* **EXERCISE GOAL**
The lines to copy are those in the listing below that contain the word "rough".
── RECORD EXTRACTS
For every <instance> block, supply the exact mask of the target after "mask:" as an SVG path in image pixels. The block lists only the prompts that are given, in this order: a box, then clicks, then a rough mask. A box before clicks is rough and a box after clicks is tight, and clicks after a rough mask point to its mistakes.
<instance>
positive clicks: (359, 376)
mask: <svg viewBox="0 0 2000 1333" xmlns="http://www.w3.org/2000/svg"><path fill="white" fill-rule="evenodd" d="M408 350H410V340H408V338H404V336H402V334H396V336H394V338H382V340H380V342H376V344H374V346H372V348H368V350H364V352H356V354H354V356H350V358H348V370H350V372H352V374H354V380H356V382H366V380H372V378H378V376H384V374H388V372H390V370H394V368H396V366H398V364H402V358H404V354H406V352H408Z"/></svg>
────
── RECORD EXTRACTS
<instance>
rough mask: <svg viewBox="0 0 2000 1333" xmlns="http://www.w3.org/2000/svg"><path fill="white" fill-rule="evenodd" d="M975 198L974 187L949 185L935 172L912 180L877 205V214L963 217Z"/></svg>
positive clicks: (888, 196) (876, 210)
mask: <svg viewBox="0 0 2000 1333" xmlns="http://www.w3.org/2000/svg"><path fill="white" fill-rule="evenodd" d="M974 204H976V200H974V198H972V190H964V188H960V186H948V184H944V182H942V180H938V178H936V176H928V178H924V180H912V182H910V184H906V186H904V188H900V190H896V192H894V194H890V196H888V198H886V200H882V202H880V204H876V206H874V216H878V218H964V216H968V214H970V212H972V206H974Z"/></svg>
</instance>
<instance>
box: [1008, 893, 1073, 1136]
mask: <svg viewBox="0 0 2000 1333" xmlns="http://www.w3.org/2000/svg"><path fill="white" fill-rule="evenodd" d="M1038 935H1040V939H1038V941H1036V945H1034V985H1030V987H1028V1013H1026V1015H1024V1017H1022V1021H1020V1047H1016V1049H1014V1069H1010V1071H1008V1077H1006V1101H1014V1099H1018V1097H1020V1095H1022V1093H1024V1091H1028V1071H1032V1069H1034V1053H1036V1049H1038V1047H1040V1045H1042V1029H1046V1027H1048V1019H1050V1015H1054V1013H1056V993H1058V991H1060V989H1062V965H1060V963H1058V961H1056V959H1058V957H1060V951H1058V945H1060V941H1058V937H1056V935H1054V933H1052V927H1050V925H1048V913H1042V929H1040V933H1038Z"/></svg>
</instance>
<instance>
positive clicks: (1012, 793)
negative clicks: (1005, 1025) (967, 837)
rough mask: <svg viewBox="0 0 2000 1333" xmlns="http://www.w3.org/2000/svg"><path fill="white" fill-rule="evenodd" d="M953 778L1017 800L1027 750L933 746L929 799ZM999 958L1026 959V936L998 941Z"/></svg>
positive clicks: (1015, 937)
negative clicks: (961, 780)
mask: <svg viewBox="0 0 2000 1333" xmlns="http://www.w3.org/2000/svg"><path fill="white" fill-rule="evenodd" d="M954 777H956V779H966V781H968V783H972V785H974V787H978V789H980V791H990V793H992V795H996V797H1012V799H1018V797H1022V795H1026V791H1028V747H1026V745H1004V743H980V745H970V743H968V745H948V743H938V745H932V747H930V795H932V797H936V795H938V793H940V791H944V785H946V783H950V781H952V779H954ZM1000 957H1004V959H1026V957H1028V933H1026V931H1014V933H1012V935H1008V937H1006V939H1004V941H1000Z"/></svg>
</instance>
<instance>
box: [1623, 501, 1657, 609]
────
* **WRITTEN RESPONSE**
For every <instance> block, supply the exact mask of the target after "mask:" as an SVG path in image pixels. The block lists only the prompts that are given, in this order: a box, then clicks, then a rough mask. A box before clicks is rough and a box after clicks is tight, and clicks after a rough mask point to its mistakes.
rough mask: <svg viewBox="0 0 2000 1333" xmlns="http://www.w3.org/2000/svg"><path fill="white" fill-rule="evenodd" d="M975 198L974 187L949 185L935 172L912 180L877 205V214L963 217Z"/></svg>
rough mask: <svg viewBox="0 0 2000 1333" xmlns="http://www.w3.org/2000/svg"><path fill="white" fill-rule="evenodd" d="M953 778L1017 800L1027 750L933 746L929 799ZM999 958L1026 959V936L998 941Z"/></svg>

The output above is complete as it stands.